(Point-per-instance localization data):
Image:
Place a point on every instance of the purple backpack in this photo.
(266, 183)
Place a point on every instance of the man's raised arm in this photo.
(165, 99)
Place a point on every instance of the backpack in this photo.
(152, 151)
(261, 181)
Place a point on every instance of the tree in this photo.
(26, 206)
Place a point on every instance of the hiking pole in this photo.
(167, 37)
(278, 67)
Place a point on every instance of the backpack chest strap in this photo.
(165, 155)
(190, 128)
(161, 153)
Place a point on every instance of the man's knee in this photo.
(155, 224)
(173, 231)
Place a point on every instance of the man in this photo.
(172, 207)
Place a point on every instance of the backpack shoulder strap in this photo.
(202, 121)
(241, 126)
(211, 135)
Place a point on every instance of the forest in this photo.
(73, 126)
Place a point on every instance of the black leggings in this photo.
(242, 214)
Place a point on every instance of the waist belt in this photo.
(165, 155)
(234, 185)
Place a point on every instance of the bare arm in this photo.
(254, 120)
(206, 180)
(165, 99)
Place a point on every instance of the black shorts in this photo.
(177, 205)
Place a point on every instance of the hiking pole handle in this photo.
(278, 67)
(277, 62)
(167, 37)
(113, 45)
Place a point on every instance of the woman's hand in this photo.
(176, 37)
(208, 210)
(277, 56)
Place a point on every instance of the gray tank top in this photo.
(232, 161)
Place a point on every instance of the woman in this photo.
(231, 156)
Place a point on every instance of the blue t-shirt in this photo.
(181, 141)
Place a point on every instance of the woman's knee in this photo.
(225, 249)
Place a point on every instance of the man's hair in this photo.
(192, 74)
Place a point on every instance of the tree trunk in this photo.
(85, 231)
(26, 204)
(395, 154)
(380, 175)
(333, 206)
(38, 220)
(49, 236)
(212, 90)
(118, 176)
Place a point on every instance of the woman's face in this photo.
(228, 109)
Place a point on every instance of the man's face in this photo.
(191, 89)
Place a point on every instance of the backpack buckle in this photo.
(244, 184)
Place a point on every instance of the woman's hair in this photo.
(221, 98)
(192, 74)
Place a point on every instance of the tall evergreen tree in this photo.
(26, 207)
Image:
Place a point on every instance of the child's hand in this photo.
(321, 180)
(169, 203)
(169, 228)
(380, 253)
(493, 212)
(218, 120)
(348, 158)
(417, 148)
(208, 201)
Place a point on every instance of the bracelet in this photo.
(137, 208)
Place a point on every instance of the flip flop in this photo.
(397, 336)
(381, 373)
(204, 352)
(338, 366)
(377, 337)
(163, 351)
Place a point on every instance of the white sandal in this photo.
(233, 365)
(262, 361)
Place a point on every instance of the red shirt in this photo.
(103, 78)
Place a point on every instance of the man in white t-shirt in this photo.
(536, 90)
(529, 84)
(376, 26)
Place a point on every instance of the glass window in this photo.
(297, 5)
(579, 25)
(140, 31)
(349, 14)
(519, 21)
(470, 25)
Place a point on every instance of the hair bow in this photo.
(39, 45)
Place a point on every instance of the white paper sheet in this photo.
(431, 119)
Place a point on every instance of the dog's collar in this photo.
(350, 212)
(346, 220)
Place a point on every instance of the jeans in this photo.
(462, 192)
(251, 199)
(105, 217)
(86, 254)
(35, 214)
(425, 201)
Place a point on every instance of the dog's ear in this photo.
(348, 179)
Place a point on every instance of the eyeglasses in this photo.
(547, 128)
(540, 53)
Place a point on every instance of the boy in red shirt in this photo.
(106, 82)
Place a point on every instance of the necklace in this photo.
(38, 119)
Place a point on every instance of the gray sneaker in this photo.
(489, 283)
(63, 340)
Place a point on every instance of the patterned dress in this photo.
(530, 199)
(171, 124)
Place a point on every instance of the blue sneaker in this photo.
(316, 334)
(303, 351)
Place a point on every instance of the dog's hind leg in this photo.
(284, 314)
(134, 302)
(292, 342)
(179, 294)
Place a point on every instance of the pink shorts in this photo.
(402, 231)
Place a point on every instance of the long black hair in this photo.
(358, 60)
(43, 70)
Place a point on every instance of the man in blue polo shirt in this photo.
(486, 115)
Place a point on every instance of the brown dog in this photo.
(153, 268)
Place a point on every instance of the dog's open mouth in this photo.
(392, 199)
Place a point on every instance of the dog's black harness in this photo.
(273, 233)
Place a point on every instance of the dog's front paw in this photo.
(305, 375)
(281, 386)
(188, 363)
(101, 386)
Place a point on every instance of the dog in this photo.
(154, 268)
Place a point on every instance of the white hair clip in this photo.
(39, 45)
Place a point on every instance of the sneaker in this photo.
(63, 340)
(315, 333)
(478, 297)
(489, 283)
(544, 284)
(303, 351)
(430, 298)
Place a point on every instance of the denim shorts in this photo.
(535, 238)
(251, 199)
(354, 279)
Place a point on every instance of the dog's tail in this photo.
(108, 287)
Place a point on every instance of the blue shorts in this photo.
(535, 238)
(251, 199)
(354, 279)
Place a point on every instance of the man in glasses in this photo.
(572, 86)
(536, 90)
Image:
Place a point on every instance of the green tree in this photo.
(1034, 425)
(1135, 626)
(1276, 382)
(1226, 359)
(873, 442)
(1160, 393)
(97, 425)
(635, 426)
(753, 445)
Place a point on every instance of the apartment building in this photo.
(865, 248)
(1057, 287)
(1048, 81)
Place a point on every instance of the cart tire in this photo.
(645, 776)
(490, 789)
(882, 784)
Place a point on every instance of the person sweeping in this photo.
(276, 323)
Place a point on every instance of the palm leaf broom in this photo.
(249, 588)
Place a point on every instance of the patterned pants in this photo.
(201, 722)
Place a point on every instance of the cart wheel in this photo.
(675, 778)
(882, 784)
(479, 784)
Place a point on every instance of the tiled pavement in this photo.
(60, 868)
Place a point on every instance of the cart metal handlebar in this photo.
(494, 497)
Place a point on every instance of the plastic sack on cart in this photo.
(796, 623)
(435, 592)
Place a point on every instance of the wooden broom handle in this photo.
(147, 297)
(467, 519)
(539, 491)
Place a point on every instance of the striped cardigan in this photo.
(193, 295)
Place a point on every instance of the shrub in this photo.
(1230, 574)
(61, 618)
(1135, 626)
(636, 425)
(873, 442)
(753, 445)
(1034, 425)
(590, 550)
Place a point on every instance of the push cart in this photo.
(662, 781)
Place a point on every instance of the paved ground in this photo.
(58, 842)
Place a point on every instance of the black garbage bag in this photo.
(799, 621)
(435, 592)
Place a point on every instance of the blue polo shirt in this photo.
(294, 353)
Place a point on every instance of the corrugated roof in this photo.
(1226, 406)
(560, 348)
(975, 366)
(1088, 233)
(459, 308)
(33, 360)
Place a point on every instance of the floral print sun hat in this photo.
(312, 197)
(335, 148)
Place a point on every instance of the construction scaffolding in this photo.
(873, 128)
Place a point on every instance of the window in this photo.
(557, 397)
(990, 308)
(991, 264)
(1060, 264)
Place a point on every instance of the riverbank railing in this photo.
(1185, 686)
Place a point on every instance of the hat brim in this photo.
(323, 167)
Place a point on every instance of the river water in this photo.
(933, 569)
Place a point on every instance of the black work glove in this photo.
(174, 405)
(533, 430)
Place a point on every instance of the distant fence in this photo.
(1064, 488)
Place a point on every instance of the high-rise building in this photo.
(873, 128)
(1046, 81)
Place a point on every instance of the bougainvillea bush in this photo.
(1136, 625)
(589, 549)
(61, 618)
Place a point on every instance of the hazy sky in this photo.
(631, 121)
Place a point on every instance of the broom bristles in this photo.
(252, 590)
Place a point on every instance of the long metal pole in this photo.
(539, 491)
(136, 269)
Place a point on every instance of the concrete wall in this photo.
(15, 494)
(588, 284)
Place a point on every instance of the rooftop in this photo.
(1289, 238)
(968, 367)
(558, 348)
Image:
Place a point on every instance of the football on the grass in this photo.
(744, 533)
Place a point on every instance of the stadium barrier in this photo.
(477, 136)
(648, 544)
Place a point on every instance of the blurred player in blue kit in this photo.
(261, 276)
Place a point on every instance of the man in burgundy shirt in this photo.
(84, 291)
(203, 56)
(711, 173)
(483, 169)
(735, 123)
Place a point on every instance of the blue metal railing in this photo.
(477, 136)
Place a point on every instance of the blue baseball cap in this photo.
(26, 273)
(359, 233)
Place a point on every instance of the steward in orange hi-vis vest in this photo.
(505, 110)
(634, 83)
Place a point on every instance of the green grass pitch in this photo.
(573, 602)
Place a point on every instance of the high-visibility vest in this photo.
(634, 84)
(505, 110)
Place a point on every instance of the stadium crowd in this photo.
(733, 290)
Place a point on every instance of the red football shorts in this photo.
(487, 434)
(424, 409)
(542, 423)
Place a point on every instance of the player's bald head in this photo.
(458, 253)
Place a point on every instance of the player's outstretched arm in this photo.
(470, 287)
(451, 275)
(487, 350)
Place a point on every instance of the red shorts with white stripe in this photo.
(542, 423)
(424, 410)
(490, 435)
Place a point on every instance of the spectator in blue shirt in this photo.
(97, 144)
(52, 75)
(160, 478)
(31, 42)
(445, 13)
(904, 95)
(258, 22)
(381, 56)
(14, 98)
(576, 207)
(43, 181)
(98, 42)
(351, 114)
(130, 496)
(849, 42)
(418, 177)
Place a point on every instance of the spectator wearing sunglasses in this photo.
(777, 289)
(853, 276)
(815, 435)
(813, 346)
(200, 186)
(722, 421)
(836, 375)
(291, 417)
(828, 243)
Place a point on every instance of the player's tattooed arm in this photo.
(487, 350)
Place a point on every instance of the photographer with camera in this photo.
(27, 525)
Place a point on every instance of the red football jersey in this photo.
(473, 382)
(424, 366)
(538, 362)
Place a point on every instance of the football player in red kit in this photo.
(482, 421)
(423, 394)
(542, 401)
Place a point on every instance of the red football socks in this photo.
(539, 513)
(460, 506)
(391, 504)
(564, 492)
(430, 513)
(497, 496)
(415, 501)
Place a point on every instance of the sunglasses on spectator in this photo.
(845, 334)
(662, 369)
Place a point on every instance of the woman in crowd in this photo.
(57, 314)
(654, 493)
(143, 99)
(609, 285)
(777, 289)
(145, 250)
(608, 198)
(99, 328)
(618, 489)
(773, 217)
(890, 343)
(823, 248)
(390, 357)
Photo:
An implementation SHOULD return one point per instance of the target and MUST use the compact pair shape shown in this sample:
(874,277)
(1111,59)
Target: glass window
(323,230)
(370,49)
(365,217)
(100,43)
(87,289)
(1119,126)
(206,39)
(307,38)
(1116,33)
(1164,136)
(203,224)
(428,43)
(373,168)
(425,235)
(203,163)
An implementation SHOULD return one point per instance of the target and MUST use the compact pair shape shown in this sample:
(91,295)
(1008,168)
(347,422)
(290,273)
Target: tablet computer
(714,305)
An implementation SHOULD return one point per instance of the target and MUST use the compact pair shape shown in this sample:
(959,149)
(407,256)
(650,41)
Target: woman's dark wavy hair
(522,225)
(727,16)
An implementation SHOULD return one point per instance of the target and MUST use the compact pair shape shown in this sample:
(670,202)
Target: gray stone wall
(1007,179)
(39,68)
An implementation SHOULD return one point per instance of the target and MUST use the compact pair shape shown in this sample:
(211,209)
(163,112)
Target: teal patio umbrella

(What this task involves): Starting at the line that contains "Target: tablet computer", copy every line down to the last line of the records above, exactly as written.

(Result for this task):
Target: tablet computer
(714,305)
An implementation SHOULD return one point per instance of the target and MUST use the compact pair shape shown in this sample:
(959,149)
(407,256)
(650,41)
Target: woman's dark wavy hair
(522,225)
(727,16)
An implementation SHOULD return one point per instance of the target and MUST use the compact pair shape shown in this sample:
(670,202)
Target: gray stone wall
(1007,179)
(39,68)
An implementation SHOULD return one point per instance of the target and MUST use the compact pair shape shown in this sample:
(211,209)
(163,112)
Target: teal patio umbrella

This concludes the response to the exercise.